**OBJECTIVE:** Which lines of the items below contain the word "flower"? Collect each one in full, matching case exactly.

━━ GIVEN RECORDS ━━

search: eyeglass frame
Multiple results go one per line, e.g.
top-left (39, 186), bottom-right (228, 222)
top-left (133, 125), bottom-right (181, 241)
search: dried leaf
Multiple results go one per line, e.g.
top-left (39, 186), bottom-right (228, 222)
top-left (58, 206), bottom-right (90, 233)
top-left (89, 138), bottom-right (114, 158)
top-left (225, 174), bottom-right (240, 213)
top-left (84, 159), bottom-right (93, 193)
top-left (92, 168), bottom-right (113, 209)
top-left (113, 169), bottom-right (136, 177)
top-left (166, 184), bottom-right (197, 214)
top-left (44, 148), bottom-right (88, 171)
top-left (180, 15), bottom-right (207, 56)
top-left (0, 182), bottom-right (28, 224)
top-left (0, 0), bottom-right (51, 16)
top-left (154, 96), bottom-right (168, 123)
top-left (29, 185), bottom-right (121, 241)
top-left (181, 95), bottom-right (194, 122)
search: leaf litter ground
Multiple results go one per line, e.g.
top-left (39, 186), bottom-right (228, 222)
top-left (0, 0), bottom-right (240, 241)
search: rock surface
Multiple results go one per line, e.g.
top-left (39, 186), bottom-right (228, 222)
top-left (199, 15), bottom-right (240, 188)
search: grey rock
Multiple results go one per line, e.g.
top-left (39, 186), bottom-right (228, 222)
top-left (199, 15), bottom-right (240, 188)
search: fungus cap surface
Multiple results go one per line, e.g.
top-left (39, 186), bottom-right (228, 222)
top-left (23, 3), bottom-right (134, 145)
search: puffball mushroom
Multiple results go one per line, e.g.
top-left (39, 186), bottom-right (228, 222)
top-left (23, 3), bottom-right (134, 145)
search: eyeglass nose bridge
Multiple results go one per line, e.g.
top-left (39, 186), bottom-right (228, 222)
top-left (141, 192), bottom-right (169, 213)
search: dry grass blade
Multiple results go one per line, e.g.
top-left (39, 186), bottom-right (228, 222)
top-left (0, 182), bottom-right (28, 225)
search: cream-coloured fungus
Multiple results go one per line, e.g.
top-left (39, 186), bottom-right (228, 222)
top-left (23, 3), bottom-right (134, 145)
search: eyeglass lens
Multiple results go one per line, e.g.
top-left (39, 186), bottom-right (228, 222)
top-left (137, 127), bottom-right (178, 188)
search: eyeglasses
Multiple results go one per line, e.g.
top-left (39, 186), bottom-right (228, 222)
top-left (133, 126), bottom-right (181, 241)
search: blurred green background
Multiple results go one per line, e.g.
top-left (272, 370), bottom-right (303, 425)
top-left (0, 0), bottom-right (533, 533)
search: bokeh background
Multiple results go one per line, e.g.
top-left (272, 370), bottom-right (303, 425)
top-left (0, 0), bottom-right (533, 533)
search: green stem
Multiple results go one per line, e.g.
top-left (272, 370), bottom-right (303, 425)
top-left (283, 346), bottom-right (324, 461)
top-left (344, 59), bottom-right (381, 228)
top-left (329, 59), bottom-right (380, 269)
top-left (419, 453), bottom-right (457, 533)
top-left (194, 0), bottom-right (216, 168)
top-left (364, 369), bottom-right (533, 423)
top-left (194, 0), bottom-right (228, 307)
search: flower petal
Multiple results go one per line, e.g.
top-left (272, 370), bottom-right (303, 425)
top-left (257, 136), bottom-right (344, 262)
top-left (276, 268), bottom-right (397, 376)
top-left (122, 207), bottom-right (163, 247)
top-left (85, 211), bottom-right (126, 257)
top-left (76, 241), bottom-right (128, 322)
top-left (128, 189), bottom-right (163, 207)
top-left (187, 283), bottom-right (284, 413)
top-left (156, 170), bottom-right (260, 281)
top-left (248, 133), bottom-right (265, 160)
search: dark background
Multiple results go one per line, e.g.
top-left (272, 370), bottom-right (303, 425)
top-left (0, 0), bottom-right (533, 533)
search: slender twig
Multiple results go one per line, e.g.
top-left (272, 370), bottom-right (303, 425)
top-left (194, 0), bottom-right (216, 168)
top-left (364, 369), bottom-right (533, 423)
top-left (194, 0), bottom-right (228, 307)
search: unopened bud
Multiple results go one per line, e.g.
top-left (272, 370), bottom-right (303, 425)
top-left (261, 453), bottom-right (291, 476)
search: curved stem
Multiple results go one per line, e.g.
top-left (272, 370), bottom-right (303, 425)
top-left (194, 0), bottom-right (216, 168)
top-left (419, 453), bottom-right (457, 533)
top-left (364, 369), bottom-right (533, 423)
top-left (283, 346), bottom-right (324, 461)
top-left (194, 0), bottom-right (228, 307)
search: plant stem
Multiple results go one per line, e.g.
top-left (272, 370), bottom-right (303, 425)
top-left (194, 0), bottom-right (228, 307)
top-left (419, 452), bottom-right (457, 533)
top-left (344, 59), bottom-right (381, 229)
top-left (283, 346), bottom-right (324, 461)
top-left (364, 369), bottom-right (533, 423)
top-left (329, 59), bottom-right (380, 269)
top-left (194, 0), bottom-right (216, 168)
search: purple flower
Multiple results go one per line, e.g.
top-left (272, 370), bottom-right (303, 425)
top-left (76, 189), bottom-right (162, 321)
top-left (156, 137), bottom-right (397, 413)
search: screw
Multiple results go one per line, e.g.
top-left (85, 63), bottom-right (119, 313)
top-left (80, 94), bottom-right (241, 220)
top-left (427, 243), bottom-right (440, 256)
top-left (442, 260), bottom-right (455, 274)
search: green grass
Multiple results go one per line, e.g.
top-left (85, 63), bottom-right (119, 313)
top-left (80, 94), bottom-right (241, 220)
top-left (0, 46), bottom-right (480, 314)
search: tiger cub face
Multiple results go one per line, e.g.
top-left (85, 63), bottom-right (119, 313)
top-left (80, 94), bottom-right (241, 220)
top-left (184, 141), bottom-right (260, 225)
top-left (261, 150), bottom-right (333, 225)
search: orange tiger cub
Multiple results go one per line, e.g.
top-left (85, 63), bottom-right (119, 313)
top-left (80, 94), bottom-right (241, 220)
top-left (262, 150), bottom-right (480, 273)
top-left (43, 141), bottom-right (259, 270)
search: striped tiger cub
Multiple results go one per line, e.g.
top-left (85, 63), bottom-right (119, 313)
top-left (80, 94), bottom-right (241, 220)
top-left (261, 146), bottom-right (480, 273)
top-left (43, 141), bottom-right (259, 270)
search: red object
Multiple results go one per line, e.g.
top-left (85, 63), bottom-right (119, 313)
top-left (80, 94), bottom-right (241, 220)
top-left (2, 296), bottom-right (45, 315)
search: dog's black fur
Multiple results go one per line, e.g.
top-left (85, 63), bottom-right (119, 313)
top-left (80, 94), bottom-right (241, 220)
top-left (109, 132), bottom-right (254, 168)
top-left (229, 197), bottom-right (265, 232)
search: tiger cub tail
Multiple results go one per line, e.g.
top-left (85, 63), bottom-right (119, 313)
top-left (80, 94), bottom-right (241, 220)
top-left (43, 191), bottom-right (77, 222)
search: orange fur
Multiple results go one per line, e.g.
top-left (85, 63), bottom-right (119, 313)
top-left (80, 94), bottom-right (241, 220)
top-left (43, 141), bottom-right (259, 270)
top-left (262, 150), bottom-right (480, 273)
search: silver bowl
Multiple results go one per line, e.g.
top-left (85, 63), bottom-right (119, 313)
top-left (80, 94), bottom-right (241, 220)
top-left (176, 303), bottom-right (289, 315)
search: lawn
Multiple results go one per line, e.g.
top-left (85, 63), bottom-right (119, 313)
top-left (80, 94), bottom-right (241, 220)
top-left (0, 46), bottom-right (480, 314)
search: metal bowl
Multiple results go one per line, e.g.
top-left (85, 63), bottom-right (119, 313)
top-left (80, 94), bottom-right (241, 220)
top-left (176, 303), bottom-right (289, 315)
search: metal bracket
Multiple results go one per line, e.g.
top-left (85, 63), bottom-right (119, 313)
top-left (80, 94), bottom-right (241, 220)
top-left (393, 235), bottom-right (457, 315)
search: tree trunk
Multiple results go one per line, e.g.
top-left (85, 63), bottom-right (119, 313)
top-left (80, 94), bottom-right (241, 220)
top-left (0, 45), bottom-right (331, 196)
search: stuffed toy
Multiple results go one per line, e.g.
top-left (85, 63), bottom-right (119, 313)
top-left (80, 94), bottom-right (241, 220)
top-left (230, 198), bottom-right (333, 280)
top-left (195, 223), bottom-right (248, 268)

━━━

**TASK ANSWER:**
search: flower petal
search: purple flower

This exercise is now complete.